**Text segment**.

Combining (20) and (21), by triangle inequality, we have that

$$\begin{aligned} |u(t,x)|<(C+1)\epsilon \end{aligned}$$

for \((t,x)\in [t_j,t_{j+1}]\times {\mathbb {R}}^d\backslash Ball(0,N_j)\). We define \(N_{max}=\max _{j=0,\ldots ,k-1}(N_j)\). Then we can define \(U_1:=Ball(0,N_{max})\) and conclude that \(|u(t,x)|<(C+1)\epsilon\) for \((t,x)\in [0,T]\times \partial U_1\).

Let \(i\in \{1,\ldots , d\}\). We now prove that for fixed \(\epsilon >0\), there exists \(U^i_2\) such that \(|v_i(t,x)|<\epsilon\) for \((t,x)\in [0,T]\times \partial U^i_2\). As proved in Theorem 4.1, \(v_i\) are global weak solution of PDEs (5), by Amann (1985) [Theorem 2.1 (i)(ii)]. So we have that

$$\begin{aligned} v_i\in C^1((0,T],L^{d+1}({\mathbb {R}}^d))\cap C((0,T],W^{2,{d+1}}({\mathbb {R}}^d))\cap C([0,T],W^{1,{d+1}}({\mathbb {R}}^d)). \end{aligned}$$

Since \(v_i\in C([0,T],W^{1,d+1}({\mathbb {R}}^d))\) and \(v_i\) is a classical solution, then \(t\mapsto v_i(t,\cdot )\) is a continuous function on the compact set and thus uniformly continuous. For fixed \(\epsilon >0\), there exists \(\delta _i>0\), such that for \(|t_1-t_2|<\delta _i\), we have \(||v_i(t_1,\cdot )-v_i(t_2,\cdot )||_{W^{1,{d+1}}}<\epsilon\). By Brezis (2011)[Corollary 9.13], we have that

$$\begin{aligned} ||v_i(t_1,\cdot )-v_i(t_2,\cdot )||_{L^\infty ({\mathbb {R}}^d)} \le C||v_i(t_1,\cdot )-v_i(t_2,\cdot )||_{W^{1,{d+1}}({\mathbb {R}}^d)}<C\epsilon \end{aligned}$$

for all \(t\in [0,T]\) and \(C>0\) is a constant that depends only on d. Since \(v_i\) is a classical solution, i.e., continuous with respect to t and x, we have

$$\begin{aligned} |v_i(t_1,x)-v_i(t_2,x)|<C\epsilon \end{aligned}$$
(22)

**Task A**. Give everything in the records from the first line down to the line containing "x=494, y=235", both ends included, as a JSON list of strings with one string per line and blank lines left out. Leave the pictures out of the answer.
The records that come next have no connection to the text above.

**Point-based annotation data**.
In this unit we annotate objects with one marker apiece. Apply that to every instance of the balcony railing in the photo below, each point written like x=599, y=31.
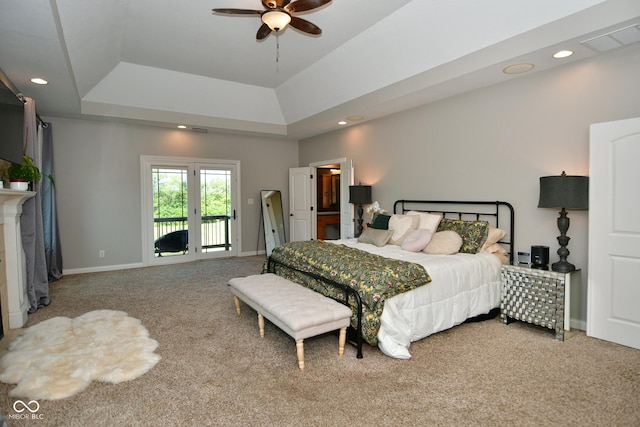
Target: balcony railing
x=214, y=232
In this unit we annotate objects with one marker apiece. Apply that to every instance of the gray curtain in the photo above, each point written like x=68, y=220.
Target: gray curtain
x=31, y=221
x=52, y=251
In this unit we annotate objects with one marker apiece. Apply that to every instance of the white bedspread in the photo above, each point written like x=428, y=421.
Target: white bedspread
x=462, y=286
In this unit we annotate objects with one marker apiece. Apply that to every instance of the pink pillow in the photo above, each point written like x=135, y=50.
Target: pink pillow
x=416, y=240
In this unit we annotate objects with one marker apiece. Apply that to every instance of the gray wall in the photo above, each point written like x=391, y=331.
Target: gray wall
x=494, y=144
x=97, y=171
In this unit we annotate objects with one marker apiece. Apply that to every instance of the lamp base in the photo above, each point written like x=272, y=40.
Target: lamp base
x=563, y=267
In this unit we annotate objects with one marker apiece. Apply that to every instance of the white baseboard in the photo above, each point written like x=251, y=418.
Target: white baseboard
x=135, y=265
x=101, y=268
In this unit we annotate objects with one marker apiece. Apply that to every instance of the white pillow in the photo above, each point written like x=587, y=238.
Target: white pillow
x=416, y=240
x=446, y=242
x=428, y=220
x=401, y=225
x=494, y=235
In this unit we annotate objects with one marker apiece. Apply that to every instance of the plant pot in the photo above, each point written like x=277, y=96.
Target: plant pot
x=19, y=185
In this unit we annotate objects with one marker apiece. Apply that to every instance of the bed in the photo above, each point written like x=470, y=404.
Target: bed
x=399, y=294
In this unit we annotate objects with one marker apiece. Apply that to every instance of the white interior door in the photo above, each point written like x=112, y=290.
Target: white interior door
x=346, y=208
x=614, y=233
x=300, y=199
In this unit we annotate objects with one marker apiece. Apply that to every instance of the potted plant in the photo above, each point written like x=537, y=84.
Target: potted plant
x=20, y=176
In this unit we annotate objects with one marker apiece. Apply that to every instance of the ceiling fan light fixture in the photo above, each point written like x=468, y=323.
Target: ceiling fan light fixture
x=277, y=20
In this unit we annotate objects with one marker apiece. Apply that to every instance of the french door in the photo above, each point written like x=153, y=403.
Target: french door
x=189, y=209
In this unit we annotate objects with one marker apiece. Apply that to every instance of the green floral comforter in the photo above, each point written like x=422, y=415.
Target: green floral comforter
x=374, y=277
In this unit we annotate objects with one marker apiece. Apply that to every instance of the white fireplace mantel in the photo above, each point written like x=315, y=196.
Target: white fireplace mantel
x=13, y=288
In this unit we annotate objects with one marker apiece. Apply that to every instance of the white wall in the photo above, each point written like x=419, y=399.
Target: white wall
x=494, y=144
x=97, y=172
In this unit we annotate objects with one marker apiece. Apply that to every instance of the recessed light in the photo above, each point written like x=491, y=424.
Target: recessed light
x=518, y=68
x=563, y=54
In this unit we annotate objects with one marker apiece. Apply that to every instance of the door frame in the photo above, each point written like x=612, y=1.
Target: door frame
x=346, y=209
x=193, y=164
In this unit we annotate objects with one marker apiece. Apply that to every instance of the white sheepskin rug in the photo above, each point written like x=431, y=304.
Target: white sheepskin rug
x=59, y=357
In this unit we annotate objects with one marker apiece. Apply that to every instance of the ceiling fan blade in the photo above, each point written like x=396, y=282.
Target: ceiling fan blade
x=238, y=11
x=302, y=5
x=273, y=4
x=263, y=32
x=305, y=26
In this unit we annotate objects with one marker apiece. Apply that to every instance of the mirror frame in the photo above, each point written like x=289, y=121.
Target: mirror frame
x=273, y=219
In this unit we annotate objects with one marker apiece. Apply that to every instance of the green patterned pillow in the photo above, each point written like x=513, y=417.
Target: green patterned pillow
x=473, y=233
x=381, y=222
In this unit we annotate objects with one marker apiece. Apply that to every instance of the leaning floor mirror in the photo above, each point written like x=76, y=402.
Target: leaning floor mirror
x=273, y=219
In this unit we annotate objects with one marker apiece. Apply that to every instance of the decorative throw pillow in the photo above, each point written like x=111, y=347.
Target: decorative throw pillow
x=444, y=243
x=498, y=251
x=401, y=225
x=428, y=220
x=493, y=236
x=381, y=222
x=473, y=233
x=416, y=240
x=375, y=237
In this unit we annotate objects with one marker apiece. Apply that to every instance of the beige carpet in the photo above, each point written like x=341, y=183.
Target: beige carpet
x=216, y=370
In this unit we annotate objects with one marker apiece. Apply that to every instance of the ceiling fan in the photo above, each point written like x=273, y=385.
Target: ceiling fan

**Task B**. Summarize the proof excerpt above in two sentences.

**Solution A**.
[
  "In this unit we annotate objects with one marker apiece. Apply that to every instance of the balcony railing in the photo below, each point written like x=599, y=31.",
  "Target: balcony railing",
  "x=214, y=232",
  "In this unit we annotate objects with one marker apiece. Apply that to every instance of the gray curtain in the photo above, each point written like x=68, y=220.",
  "Target: gray curtain",
  "x=31, y=221",
  "x=52, y=251",
  "In this unit we annotate objects with one marker apiece. Apply that to every instance of the white bedspread in the photo above, each point written like x=428, y=421.",
  "Target: white bedspread",
  "x=462, y=286",
  "In this unit we annotate objects with one marker apiece. Apply that to every instance of the pink pillow in the photo above, each point written like x=135, y=50.",
  "Target: pink pillow",
  "x=416, y=240",
  "In this unit we annotate objects with one marker apiece. Apply that to every instance of the gray wall in the photo above, each point written like x=391, y=331.",
  "Target: gray wall",
  "x=494, y=144",
  "x=97, y=171",
  "In this unit we annotate objects with one marker apiece. Apply that to every instance of the lamp base in the photo above, each point written like x=272, y=40.",
  "Target: lamp base",
  "x=563, y=267",
  "In this unit we annotate objects with one marker apiece. Apply that to every instance of the white baseboard in the photo above, each point written like x=251, y=418.",
  "Target: white baseboard",
  "x=135, y=265",
  "x=101, y=268",
  "In this unit we annotate objects with one marker apiece. Apply that to every instance of the white pillow in the photo above, each point written like x=587, y=238.",
  "Target: white pillow",
  "x=416, y=240",
  "x=446, y=242",
  "x=428, y=220",
  "x=401, y=225",
  "x=494, y=235"
]

**Solution B**. Combining (20) and (21) by the triangle inequality gives |u(t,x)| < (C+1)ε outside Ball(0,N_j) on each interval [t_j,t_{j+1}], so taking U_1 as the ball of radius N_max gives that bound on [0,T] × ∂U_1. To get a similar bound for each v_i, the proof uses the regularity of v_i from Amann (1985), uniform continuity in W^{1,d+1} on [0,T], and Brezis (2011) [Corollary 9.13] to conclude that |v_i(t_1,x) − v_i(t_2,x)| < Cε.